> Extract provided:
◇ ◇ ◇ ◇ ◇ ◇ ◇

Understanding PostgreSQL EXPLAIN: A Guide to Query Optimization
PostgreSQL's EXPLAIN
command is a powerful tool that provides insights into how a query will be executed. It helps developers and database administrators identify potential performance issues in their queries. In this blog, we will explore what EXPLAIN
is, when to use it, how to interpret its output, and techniques for optimizing queries based on the insights it provides.
In this blog post:
- What is PostgreSQL EXPLAIN command?
- When to use EXPLAIN command in PostgreSQL
- How to use EXPLAIN command in PostgreSQL
- Understanding EXPLAIN Output
- Common Optimization Techniques
- Database Monitoring with Atatus
What is PostgreSQL EXPLAIN command?

◇ ◇ ◇ ◇ ◇ ◇ ◇

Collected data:
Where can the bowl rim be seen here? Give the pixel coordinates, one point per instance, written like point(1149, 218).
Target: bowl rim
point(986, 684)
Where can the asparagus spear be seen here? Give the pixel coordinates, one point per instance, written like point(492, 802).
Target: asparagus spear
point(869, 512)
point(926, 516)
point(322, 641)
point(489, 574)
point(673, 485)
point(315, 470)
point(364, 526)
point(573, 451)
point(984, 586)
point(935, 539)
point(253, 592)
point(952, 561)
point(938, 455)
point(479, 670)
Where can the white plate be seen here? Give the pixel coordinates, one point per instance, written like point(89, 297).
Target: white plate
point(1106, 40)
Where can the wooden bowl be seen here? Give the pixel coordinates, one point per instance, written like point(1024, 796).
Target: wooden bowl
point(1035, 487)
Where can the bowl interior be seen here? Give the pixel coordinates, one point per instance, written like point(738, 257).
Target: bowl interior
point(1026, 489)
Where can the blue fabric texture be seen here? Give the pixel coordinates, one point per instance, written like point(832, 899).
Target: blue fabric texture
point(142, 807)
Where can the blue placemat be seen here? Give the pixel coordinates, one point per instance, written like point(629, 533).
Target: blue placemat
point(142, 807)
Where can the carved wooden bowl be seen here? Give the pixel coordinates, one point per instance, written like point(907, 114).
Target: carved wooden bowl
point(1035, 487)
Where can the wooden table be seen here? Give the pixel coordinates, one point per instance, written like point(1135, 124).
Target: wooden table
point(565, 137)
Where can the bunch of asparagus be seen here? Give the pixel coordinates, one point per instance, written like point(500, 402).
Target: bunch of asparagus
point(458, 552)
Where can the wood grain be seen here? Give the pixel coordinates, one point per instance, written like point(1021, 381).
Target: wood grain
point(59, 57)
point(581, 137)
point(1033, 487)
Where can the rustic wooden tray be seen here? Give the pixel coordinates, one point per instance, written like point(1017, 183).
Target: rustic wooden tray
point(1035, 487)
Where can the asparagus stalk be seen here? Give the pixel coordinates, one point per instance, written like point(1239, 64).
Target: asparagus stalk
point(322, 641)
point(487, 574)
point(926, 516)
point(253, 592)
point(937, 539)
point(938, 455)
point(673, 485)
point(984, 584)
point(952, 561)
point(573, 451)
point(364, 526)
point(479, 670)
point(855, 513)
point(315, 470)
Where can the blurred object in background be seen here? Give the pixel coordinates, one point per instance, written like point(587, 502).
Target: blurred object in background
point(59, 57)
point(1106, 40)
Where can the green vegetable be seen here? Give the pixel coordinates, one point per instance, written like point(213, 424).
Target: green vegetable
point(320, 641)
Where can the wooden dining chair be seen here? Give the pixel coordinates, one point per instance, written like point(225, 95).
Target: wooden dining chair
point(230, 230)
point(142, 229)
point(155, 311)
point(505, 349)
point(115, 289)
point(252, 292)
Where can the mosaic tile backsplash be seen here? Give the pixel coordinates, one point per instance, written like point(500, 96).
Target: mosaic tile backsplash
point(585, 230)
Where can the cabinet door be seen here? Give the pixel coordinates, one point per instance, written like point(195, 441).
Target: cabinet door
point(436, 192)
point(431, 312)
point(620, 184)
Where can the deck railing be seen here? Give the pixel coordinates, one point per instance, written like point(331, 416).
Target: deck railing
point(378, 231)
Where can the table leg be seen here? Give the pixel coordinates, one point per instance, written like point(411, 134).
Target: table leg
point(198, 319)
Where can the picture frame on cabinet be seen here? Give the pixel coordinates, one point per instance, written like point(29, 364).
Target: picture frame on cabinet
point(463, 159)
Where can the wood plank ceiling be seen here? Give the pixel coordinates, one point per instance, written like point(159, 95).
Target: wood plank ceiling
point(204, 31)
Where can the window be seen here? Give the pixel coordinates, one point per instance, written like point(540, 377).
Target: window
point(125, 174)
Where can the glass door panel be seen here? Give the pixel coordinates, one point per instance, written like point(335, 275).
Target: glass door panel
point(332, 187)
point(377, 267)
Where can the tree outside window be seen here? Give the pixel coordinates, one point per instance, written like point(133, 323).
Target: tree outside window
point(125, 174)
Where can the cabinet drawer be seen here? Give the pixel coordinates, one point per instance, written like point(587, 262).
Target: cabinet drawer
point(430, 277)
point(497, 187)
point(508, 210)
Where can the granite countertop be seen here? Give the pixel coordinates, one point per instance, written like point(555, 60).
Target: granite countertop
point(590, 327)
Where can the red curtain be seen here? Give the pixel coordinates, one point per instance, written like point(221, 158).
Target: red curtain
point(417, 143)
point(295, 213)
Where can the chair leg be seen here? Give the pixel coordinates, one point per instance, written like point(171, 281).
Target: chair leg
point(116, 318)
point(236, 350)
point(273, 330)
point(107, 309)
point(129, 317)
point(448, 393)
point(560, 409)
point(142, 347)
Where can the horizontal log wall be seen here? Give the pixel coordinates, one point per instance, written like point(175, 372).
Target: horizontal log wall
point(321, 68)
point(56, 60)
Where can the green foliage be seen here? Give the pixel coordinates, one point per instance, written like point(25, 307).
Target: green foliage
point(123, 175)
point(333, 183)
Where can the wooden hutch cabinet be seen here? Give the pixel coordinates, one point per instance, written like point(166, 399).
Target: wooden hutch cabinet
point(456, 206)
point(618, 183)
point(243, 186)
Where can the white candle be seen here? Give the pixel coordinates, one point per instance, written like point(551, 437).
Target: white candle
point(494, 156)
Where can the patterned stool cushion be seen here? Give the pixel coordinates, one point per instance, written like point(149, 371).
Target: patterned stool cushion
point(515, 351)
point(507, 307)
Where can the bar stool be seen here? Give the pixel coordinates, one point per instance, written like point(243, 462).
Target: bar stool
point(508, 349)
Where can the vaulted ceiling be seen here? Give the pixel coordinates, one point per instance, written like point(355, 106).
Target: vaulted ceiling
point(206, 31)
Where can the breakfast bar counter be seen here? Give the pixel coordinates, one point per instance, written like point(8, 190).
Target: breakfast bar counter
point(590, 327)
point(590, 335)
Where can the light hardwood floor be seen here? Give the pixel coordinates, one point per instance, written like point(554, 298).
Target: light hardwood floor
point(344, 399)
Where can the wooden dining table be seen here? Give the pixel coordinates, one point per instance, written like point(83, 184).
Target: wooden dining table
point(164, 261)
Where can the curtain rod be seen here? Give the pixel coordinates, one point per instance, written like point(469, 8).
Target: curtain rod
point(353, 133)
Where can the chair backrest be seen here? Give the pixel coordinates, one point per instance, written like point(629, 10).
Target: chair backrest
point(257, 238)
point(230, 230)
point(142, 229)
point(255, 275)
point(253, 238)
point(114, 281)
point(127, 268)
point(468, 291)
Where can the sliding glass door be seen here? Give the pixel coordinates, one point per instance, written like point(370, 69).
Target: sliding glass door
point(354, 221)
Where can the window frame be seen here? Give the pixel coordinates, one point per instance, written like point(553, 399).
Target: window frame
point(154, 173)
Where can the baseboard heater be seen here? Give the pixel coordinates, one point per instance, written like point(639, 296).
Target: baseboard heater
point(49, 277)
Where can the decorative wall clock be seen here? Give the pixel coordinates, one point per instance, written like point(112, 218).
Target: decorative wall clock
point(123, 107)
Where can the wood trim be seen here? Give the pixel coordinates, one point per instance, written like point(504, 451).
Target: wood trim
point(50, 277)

◇ ◇ ◇ ◇ ◇ ◇ ◇

> Work required:
Please rewrite the stretch of the PostgreSQL EXPLAIN guide from "Understanding PostgreSQL EXPLAIN: A" through "insights it provides.", changing "blog" to "article". The lines above have nothing to do with this.

> Reply:
Understanding PostgreSQL EXPLAIN: A Guide to Query Optimization
PostgreSQL's EXPLAIN
command is a powerful tool that provides insights into how a query will be executed. It helps developers and database administrators identify potential performance issues in their queries. In this article, we will explore what EXPLAIN
is, when to use it, how to interpret its output, and techniques for optimizing queries based on the insights it provides.